===== PASSAGE GIVEN =====

The Case: Helton v. Knox County , 922 S.W.2d 877 (Tenn. 1996).

The Basic Facts: Plaintiff, the widow of a driver killed after his car went off a hundred-year-old, single- lane bridge, brought a claim against the Defendant county, alleging the county was liable for her husbands death because of its failure to erect rails on the side of the bridge, creating an unsafe driving condition on the road.

The Bottom Line:

  • "The first question is whether the bridge was in a 'defective, unsafe, or dangerous condition' so as to waive the county's immunity under § 29-20-203. A general principle prevalent in both the common law preceding the enactment of the GTLA and in the Act itself is that governmental entities are generally immune from liability for any injury resulting from the exercise of governmental or proprietary functions. [Tennessee Code Annotated § 29-20-201(a) (Supp. 1995)] specifically restates this principle: 'Except as may be otherwise provided in this chapter, all governmental entities shall be immune from suit for any injury which may result from the activities of such governmental entities wherein such governmental entities are engaged in the exercise and discharge of any of their functions, governmental or proprietary.' The GTLA then removes governmental immunity 'for injuries resulting from the negligent operation by any employee of a motor vehicle or other equipment,' 'for any injury caused by a defective, unsafe, or dangerous condition of any street, alley, sidewalk or highway ... includ[ing] traffic control devices thereon,' 'for any injury caused by the dangerous or defective condition of any public building, structure, dam, reservoir or other public improvement,' and 'for injury proximately caused by a negligent act or omission of any employee' with numerous exceptions. Thus, the GTLA is in derogation of common law and must be strictly construed. Mowdy v. Kelly, [667 S.W.2d 489, 491 (Tenn. Ct. App. 1983)]." 922 S.W.2d at 881-82 (footnotes omitted).
  • "The plaintiff, in the case under review, brought suit under § 29-20-203(a), which removes immunity for injury caused by defective, unsafe, or dangerous highways. She contends that the bridge did not have guardrails. This contention, supported by the expert testimony that guardrails would have prevented Helton's car from going over the edge, constitutes her theory of liability." Id. at 882.
  • "Whether a particular site is defective, unsafe, or dangerous for purposes of waiving governmental immunity under § 29-20-203 is a question of fact. The case under submission is similar to the recently decided case of Kirby v. Macon County, [892 S.W.2d 403 (Tenn. 1994)]. In Kirby, the bridge was little-used and in a rural area. Much of its traffic included farm equipment that could not have used the bridge had standard metal guardrails been installed. Accordingly, wooden wheel guards had been installed on the bridge. At the time of the accident, the surface of the bridge was iced over, causing the plaintiff's vehicle to slide over the edge. At the specific site where Kirby's vehicle left the bridge, some of the wooden wheel guards were missing. Kirby sued under two theories: first, failure to install guardrails was a negligent omission under § 29-20-205; and second, the absence of standard guardrails made the bridge defective, unsafe, or dangerous under § 29-20-203(a). We found (1) that the decision to install wooden wheel guards instead of standard metal guardrails was within the discretionary function exception of § 29-20-205 so that governmental immunity was preserved; (2) that the lack of standard guardrails did not make the bridge defectiveFN10 so as to waive governmental immunity under § 29-20-203; and (3) that even if the missing wheel guards rendered the bridge unsafe, the county did not have actual or constructive notice of the condition so as to waive immunity under § 29-20-203.

=====

◆ EXERCISES TO COMPLETE:
A – Shorten the paragraph of the Helton v. Knox County case summary that starts "The plaintiff, in the case under review" and keep its main facts.
B – Pick up the Helton v. Knox County case summary after its last sentence and carry it on.
What comes next is separate material, unrelated to the Helton v. Knox County case summary.

===== DATA =====

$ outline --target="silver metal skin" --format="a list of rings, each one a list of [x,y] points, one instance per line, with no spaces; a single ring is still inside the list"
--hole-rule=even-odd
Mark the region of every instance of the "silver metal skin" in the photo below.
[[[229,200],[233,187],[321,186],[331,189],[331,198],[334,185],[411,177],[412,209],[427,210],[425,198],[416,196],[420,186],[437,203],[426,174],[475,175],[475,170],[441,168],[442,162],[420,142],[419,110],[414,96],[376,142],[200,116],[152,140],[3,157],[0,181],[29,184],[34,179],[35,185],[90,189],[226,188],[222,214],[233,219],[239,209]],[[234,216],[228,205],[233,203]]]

=====

◆ ANSWERS TO THE PROBLEMS:
A – The plaintiff sued under § 29-20-203(a), which lifts immunity for injuries caused by defective, unsafe, or dangerous highways. Her theory of liability was that the bridge lacked guardrails, backed by expert testimony that guardrails would have kept Helton's car from going over the edge.

B –
    FN10 Although the language at the end of Section I in Kirby, 892 S.W.2d at 406, appears to imply that we found that the lack of standard metal guardrails did not make the bridge defective because the decision to install guardrails is a discretionary function, that was not our intent. To clarify, as a matter of law, lack of standard metal guardrails does not render a bridge or roadway 'defective, unsafe, or dangerous' per se. Rather, the courts should consider all of the physical aspects of a particular bridge, together with its location, the volume of traffic, the type of traffic it accommodates, and the history of accidents occurring there, to decide whether a particular bridge is 'defective, unsafe, or dangerous.' Sweeney v. State, [768 S.W.2d 253, 255 (Tenn. 1989)]. The issue of whether governmental immunity is preserved under [Tenn. Code Ann. § 29-2-205(1)] is a separate matter entirely. In other words, even when the decision whether to install guardrails is a discretionary function that preserves governmental immunity under § 29-20-205(1), it is possible that the lack of guardrails might render the bridge or roadway so defective, unsafe, or dangerous that immunity is waived under § 29-20-203."
    Id .
  • "Whether a road or bridge is 'defective, unsafe, or dangerous' necessarily depends on the standard of care imposed on governments when they are building and maintaining bridges. As this Court noted Fretwell v. Chaffin, [652 S.W.2d 755, 756 (Tenn. 1983)], prior case law does not necessarily bear greatly upon the construction and interpretation of the GTLA. Prior case law does, however, provide a perspective as to the standard of care historically required of governments in building and maintaining roads and bridges." Id. at 882-83.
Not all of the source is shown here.